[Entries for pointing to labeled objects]
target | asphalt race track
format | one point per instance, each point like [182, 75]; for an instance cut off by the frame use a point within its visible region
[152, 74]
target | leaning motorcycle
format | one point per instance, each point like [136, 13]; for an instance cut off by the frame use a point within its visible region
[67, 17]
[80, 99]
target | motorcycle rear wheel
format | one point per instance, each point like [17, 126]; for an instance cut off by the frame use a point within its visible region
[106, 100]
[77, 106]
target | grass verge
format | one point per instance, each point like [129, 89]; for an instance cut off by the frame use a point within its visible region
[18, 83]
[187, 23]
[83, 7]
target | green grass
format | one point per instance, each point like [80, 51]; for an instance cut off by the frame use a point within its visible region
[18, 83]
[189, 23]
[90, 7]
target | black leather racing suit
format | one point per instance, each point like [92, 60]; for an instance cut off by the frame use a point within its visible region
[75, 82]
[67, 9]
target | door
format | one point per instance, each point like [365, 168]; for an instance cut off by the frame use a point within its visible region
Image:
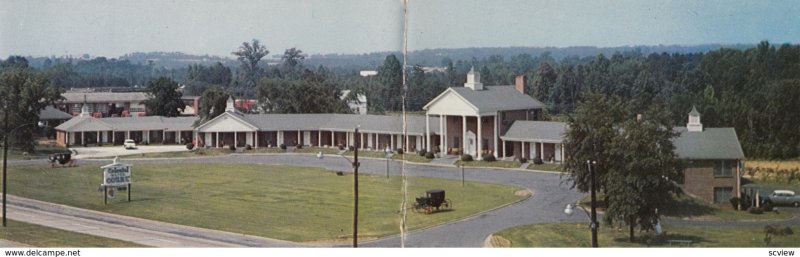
[471, 147]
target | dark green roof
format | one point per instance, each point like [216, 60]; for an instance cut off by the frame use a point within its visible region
[709, 144]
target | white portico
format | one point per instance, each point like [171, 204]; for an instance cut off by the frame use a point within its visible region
[471, 118]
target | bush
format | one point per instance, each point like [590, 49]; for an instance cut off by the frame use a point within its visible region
[429, 155]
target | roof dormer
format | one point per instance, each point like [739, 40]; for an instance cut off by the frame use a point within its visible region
[694, 124]
[474, 80]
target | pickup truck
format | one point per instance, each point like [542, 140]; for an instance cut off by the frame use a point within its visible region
[783, 197]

● Short problem: Print every line above word for word, leaving out the pictures.

● Solution to this problem:
target | asphalt race track
format | one point per instance, each point like [182, 75]; for an instance cut off by the frame use a point within its visible region
[152, 74]
target | leaning motorcycle
format | one point per instance, each point like [136, 13]; for an instance cut off by the frame use a point within its visible region
[67, 17]
[80, 99]
target | motorcycle rear wheel
format | one point per instance, each point like [17, 126]; for an instance cut off by the frame use a point within its visible region
[106, 100]
[77, 106]
target | grass verge
format | one point per instance, each point like [129, 89]; for an instance cut off by the frame use a point within its visible region
[18, 83]
[187, 23]
[83, 7]
target | green grass
format | one point per instance, each point like [80, 51]; for an instance cut off by the frame use a point within its visible region
[18, 83]
[189, 23]
[90, 7]
target | black leather racing suit
format | one point per instance, each point like [92, 60]; for an instance cut off by the frame use a point within its visible region
[75, 82]
[67, 9]
target | door
format | one point per instance, each point like [365, 168]; for an instance cut off by the frame use a point within its visible region
Image:
[471, 147]
target | dark green roof
format | one point per instance, each point like [216, 60]; for an instance cut off by the frame use a point within its visible region
[709, 144]
target | white portico
format | one point per instance, each point like [171, 204]; for an instance cut off by the frame use a point within its visible region
[471, 118]
target | bush
format | one point per instance, each point like [590, 49]; for an instance cut off by the frame use a point within its visible region
[429, 155]
target | roof dormer
format | one point per instance, each point like [739, 40]; for an instance cut off by the frame use a point within its visible region
[694, 124]
[474, 80]
target | pickup truck
format | one point per instance, each point like [542, 140]; for an instance cut off by the frame use a point within its visible region
[783, 197]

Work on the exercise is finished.